_Stored entries_
• • • • • • •

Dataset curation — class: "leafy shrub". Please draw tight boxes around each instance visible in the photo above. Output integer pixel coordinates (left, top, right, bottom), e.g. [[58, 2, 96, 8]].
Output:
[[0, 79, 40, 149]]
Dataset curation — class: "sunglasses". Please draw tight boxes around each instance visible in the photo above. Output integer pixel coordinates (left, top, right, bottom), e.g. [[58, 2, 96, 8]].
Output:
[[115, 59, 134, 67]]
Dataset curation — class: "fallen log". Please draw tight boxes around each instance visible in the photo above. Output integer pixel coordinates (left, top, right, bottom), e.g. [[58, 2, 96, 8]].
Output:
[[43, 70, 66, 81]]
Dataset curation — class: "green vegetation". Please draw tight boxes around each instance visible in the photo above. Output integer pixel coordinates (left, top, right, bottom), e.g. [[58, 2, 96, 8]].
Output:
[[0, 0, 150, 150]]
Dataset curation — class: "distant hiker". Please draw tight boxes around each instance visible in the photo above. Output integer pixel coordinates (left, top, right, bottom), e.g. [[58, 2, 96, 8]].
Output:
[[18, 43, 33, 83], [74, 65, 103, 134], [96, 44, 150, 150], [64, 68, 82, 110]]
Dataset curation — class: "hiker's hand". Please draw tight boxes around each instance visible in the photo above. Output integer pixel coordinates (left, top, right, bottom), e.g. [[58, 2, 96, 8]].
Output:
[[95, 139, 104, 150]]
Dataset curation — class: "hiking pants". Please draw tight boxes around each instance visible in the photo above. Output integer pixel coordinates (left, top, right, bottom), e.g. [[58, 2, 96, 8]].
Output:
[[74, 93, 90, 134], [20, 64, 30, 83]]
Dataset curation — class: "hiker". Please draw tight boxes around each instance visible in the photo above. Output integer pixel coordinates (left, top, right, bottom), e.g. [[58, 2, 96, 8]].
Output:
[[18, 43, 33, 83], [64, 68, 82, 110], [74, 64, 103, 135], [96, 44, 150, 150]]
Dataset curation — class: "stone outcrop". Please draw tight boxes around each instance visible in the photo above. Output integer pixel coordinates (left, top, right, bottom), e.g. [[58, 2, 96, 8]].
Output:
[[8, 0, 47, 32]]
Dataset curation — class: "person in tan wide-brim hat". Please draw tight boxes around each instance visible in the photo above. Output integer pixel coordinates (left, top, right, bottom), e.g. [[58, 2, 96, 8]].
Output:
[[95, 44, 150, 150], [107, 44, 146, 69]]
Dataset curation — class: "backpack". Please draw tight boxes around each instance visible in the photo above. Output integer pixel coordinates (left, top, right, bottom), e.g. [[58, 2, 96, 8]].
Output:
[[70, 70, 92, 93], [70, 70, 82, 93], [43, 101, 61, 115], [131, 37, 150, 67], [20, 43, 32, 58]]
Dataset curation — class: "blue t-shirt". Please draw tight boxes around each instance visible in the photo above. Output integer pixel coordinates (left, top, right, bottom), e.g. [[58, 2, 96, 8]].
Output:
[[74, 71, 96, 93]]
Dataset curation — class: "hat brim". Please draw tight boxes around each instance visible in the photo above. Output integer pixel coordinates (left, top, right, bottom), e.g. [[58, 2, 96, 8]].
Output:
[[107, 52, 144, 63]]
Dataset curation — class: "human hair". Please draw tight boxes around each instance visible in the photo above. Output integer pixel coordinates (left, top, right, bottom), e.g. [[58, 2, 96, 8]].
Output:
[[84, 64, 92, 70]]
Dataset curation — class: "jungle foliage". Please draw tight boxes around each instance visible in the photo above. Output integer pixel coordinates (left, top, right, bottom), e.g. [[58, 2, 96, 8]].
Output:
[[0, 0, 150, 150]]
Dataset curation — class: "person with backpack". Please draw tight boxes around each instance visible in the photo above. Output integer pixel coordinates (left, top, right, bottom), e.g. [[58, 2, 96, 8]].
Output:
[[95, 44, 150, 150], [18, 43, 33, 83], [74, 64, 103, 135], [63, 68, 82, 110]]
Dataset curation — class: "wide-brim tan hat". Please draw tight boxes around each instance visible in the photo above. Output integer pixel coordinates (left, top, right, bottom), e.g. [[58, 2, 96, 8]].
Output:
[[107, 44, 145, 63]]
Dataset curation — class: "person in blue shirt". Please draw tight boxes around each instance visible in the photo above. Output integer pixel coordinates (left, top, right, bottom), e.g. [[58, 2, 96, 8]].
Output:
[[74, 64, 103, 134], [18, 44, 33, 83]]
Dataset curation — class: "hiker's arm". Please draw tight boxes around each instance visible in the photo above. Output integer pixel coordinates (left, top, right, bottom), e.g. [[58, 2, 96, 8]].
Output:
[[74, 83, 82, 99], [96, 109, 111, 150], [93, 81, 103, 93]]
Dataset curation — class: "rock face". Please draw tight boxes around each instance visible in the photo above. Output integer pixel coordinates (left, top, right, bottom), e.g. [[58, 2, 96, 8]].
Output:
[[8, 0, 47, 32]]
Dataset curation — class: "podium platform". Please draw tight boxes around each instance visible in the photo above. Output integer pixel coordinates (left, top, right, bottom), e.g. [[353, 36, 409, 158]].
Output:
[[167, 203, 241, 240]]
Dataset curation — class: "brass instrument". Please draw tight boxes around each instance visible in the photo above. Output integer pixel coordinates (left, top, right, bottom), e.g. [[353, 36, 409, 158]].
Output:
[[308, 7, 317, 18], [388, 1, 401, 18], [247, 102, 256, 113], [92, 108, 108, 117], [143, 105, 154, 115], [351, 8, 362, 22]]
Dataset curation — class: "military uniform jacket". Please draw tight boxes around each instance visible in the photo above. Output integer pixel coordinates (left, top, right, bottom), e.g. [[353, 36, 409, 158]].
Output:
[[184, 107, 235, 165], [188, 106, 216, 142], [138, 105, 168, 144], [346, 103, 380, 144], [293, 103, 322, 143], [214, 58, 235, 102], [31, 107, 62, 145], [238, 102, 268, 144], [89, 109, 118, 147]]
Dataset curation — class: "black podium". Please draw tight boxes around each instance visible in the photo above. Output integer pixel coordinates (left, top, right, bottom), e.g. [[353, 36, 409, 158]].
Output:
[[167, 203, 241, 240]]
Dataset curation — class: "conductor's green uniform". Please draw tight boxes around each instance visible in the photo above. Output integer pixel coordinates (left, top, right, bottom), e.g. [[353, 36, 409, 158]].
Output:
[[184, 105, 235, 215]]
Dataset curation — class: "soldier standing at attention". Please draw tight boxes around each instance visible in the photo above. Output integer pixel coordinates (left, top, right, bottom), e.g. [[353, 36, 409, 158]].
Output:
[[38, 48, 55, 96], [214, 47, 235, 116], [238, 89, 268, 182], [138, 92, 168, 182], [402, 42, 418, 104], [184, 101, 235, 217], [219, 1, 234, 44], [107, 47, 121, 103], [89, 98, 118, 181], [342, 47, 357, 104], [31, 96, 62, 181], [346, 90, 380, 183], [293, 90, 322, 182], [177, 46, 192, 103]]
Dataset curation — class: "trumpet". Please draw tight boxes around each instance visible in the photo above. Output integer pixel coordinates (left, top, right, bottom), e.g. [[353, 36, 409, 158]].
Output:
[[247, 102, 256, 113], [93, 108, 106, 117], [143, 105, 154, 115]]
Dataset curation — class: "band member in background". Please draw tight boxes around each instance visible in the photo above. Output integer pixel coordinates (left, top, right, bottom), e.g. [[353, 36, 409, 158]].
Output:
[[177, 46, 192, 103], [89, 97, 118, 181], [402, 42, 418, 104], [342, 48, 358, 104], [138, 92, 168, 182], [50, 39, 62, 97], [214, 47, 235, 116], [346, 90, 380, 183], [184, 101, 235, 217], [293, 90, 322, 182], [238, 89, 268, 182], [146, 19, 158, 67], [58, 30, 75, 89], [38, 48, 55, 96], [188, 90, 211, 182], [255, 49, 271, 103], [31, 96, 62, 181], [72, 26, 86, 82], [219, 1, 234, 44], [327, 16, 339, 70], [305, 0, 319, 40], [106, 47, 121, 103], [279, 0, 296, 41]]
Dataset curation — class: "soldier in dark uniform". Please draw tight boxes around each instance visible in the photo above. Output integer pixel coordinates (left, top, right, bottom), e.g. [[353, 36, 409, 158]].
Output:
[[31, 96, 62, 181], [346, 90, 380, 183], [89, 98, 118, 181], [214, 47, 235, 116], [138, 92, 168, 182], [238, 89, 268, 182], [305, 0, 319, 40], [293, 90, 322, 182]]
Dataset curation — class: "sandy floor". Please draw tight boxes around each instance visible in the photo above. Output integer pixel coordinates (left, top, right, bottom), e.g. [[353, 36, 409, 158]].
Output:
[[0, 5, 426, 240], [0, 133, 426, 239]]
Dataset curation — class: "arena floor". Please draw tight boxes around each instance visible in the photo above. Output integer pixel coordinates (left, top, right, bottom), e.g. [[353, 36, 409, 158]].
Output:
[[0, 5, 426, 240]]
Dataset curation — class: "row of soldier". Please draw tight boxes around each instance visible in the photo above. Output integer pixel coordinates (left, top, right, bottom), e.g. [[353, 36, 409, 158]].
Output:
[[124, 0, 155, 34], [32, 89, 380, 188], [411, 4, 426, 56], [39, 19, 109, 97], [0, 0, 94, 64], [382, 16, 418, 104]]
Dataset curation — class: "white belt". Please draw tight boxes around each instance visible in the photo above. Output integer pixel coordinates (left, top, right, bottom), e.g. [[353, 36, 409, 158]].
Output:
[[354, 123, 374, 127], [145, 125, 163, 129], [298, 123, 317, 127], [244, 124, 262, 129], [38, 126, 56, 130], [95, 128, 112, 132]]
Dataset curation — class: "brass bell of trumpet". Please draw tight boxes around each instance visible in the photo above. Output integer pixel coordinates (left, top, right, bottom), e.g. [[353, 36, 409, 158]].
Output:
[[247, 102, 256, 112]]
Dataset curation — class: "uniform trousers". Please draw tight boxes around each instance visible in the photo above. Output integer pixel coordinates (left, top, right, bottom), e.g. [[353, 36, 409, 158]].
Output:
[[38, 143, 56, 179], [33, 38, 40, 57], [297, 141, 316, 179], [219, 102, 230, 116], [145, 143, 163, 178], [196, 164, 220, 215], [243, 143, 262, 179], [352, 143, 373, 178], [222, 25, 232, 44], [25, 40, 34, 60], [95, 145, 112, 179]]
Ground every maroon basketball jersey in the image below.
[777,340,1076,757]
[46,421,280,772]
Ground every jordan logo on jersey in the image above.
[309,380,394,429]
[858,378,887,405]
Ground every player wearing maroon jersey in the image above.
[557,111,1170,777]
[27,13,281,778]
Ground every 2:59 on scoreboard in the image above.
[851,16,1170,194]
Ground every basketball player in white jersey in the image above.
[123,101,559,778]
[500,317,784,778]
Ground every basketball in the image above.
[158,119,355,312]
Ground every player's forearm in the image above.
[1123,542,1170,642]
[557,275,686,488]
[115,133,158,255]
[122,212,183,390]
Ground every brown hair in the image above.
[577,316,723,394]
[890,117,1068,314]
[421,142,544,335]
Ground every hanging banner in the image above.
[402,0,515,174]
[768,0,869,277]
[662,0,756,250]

• • • • • • •

_What to do_
Gather each line of the rows above that contains the word "every". Case counts.

_Reply to the exercise_
Ground every maroon basketball jersey in the image below.
Ground every jordan logo on jersey in the image above.
Ground every player wearing maroon jersey in the image above.
Ground every 2:59 on scoreboard in the image above.
Ground every basketball player in white jersey in the image above.
Ground every basketball in the image above.
Ground every player's forearm in the image above.
Ground every brown hair in the image above.
Ground every hanging banner in the image above.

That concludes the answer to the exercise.